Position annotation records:
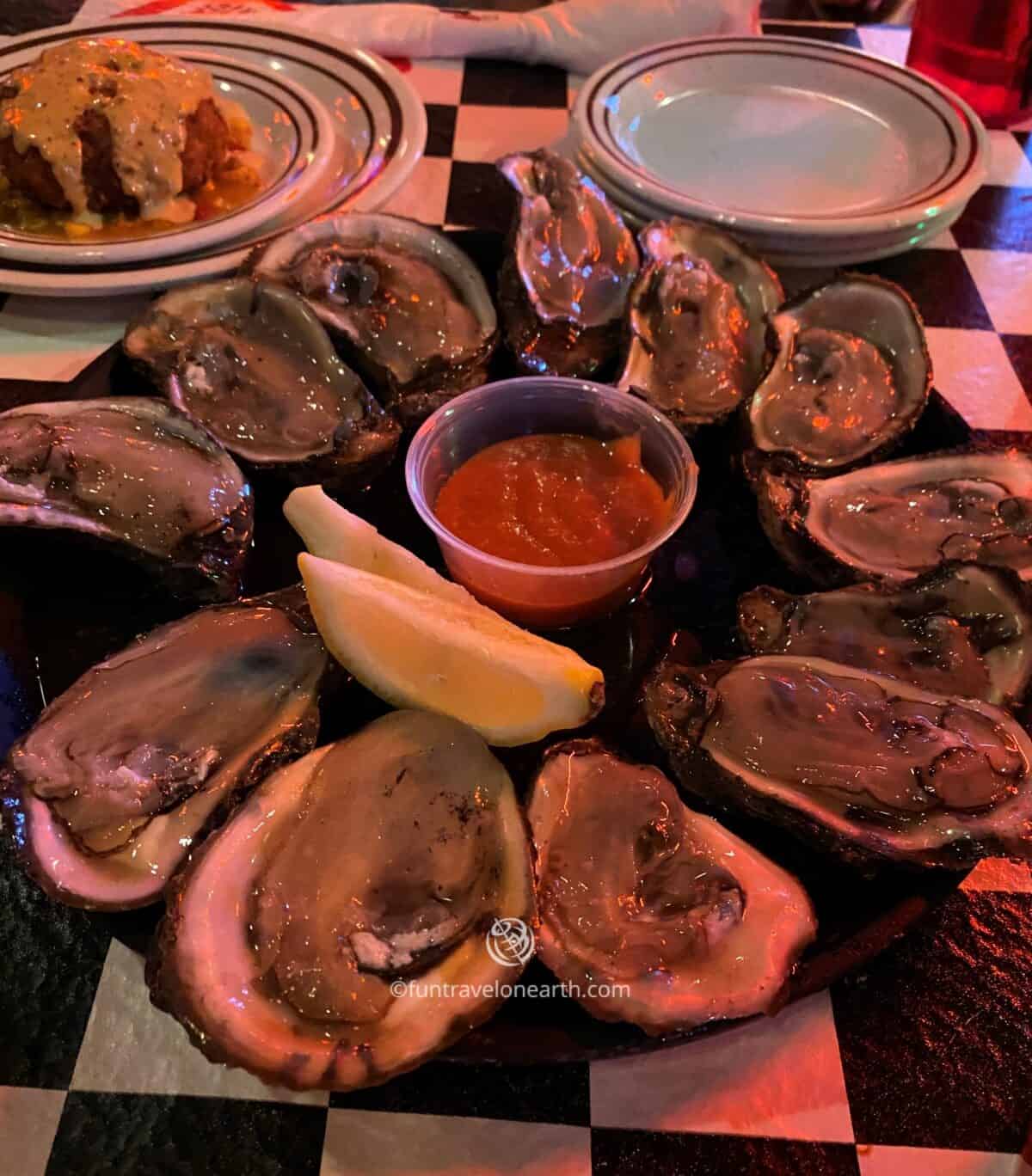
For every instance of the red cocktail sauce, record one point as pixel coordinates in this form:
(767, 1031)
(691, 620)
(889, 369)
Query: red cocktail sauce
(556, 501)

---

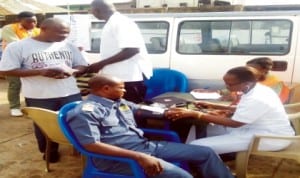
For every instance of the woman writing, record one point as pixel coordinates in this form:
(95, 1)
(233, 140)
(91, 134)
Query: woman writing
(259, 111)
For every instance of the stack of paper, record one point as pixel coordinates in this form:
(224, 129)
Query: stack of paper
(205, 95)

Do this:
Pick out every line in the records that contains the word "stack" and copy each one.

The result:
For every instance of the stack of paper, record one point as pixel coordinates in this form:
Query: stack of paper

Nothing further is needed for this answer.